● **RECORDS PROVIDED**:

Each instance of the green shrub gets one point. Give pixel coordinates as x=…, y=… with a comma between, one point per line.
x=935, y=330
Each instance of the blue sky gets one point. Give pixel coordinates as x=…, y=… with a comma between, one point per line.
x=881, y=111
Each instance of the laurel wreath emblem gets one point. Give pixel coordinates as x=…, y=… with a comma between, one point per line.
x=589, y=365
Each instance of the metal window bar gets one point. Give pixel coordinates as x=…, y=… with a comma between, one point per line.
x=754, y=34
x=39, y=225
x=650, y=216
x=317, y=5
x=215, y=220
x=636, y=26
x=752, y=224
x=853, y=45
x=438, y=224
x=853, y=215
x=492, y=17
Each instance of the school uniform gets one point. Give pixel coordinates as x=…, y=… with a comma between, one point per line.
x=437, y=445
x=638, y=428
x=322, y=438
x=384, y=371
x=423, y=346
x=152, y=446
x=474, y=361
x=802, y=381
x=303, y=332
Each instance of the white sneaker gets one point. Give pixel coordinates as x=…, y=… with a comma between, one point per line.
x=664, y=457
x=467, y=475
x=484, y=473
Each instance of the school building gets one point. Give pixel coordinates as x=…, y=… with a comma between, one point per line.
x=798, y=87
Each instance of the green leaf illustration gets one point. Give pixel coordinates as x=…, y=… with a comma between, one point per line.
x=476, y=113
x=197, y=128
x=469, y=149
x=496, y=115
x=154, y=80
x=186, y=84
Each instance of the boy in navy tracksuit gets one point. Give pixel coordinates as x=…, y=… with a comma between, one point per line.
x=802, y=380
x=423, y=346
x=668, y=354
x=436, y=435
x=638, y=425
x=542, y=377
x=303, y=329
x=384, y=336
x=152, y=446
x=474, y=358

● **INSTRUCTIONS TO FOLLOW**:
Reproduce the records word for word.

● **WRITTEN REPLY**:
Each instance of the green shrub gets one point. Give pixel coordinates as x=…, y=… with a comma between, one point per line.
x=935, y=330
Each instance of the blue sky gets one point. Give pixel coordinates as x=…, y=… with a comma between, one point per line.
x=881, y=111
Each instance of the laurel wreath emblem gets one point. Give pixel coordinates as x=…, y=… with a comma between, one point per line.
x=589, y=365
Each instance of the metal window bar gets one point. Give pixel coordinates as x=…, y=… with a comma between, one point per line.
x=754, y=34
x=39, y=225
x=650, y=216
x=317, y=5
x=215, y=220
x=636, y=26
x=752, y=224
x=853, y=45
x=438, y=224
x=853, y=215
x=492, y=17
Each instance of the school uniform gets one point. Give pixel coordinates as x=…, y=… with a comma between, one point per line.
x=437, y=445
x=638, y=428
x=322, y=438
x=384, y=371
x=423, y=346
x=152, y=446
x=474, y=361
x=802, y=381
x=303, y=332
Each instance of the white sneaker gets one point. Give pixel coordinates as x=…, y=… with a comma between, one point per line.
x=664, y=457
x=467, y=475
x=484, y=473
Each instance of the school building gets one point. Give pixel coordinates as x=…, y=… with a comma between, one point per line.
x=798, y=87
Each instance of the green leaf illustration gets one point. Give pixel coordinates as x=…, y=… with a comma between, one point per line.
x=476, y=113
x=197, y=128
x=469, y=149
x=496, y=115
x=154, y=80
x=186, y=84
Each instance of the boy in navy tracksuit gets one point. Give pixel coordinates as x=…, y=… with a comma between, one point per line.
x=802, y=380
x=423, y=346
x=668, y=354
x=436, y=435
x=638, y=425
x=542, y=377
x=303, y=329
x=384, y=336
x=152, y=446
x=474, y=358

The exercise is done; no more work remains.